** BEGIN Reading passage **
These are, says Evans, sculptures, on a tiny scale, created using ancient techniques. “You spend hours trying to figure out how the hell you're going to get the best out of the stone. The stone is almost speaking to you and you're trying to tease out what the stone is trying to say.”
“You spend hours trying to figure out how the hell you're going to get the best out of the stone, to tease out what the stone is trying to say.”
In fact, Evans’s career in jewellery – after studying at the Cass (now London Metropolitan University) – began in the fashion world in the 80s and 90s, before teaching jewellery design at Central Saint Martins for 13 years. With a growing interest in sustainable jewellery making and rediscovering ancient techniques, she finally went out on her own again, with a promise to herself never to source anything newly mined, from stones to gold.
And it is the ancient that is as appealing to her as the geography. A keen archaeologist as a child, her Sands of Time collection features archetypes of jewellery recast as ghosts of themselves using the ancient technique of cuttlefish casting. One is cast from a 14th century pilgrim’s ring, another from a Roman signet ring.
Her Meta collection has similar themes, but perhaps even more layered. To create it, she carved sculptures of rings in silver, complete with sculpted gemstones, then cast them using Delft clay, another age-old technique.
“It's looking at how you lose information, especially with the sand casting, because sand casting almost creates a pixelated finish,” she says. “There's a ghost of a stone, but it's not actually present. That’s the narrative.”
Christopher Thompson Royds: Designing with Daisies
Forging delicate petals, leaves and blades of grass from gold might seem like the most complex and demanding of tasks for a jeweller – and there’s certainly an exceptional skill at work in Christopher Thompson Royds’ pieces. Yet it is a quest for simplicity – simple designs and a memory of simpler times – that drives the artist and goldsmith.
“In a way, it's working directly from nature,” he says. “I'm not a great sketcher, so I have a tendency to go straight into metal and make brass models and then, in a way, extracting the flowers or reducing them to these elements that make sense.”
The result is a series of delicate sculptures in metal that have the natural, organic flow of real foliage, but with refined, considered surfaces that capture the essence of flowers without overworking the detail. “Invariably, it's just one small part that makes us go, ‘oh, that's a buttercup or that's a daisy. A long as you can sort of capture that, then it does the work for you.”
And while they might look like works of art, displayed like botanical specimens under cloches, they are in fact eminently practical – pull the flower from the top of a stem and you find a delicious little earring ready to wear.
"My attraction to flowers is going back to our very first interaction with adornment - most people have made daisy chains, or put a flower behind their ear."
** END Reading passage **
** BEGIN Rows **
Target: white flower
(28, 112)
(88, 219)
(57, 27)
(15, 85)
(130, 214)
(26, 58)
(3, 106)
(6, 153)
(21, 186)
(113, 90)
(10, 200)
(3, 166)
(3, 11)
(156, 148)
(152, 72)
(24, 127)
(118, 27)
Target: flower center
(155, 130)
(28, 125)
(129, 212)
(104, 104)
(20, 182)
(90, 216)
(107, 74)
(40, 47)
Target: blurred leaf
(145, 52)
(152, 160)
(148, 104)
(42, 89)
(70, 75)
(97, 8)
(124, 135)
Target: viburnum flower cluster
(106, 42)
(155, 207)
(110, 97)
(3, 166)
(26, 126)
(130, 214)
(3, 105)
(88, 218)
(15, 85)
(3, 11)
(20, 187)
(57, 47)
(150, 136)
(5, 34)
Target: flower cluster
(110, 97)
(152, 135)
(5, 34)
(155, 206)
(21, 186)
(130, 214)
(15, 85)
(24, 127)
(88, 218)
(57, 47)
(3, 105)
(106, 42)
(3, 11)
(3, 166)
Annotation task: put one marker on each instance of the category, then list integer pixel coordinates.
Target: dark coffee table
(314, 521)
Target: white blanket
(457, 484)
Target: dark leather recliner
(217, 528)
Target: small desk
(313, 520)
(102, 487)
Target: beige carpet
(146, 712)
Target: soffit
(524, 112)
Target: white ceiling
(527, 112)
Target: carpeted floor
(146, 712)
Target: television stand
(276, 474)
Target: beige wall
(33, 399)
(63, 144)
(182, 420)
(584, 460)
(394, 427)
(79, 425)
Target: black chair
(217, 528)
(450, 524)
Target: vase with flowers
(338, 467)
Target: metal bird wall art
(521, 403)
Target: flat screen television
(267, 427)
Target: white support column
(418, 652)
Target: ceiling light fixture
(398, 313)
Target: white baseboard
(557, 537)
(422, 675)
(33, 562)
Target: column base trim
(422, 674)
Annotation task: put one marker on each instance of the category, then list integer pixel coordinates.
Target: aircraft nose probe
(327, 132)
** END Rows **
**Required work**:
In the jewelry designers text, how would you say "One is cast from a 14th century pilgrim’s ring, another from a Roman signet ring." in French? The data is separate material and has no connection to the jewelry designers text.

**Output of the task**:
L'un est coulé d'après une bague de pèlerin du XIVe siècle, un autre d'après une chevalière romaine.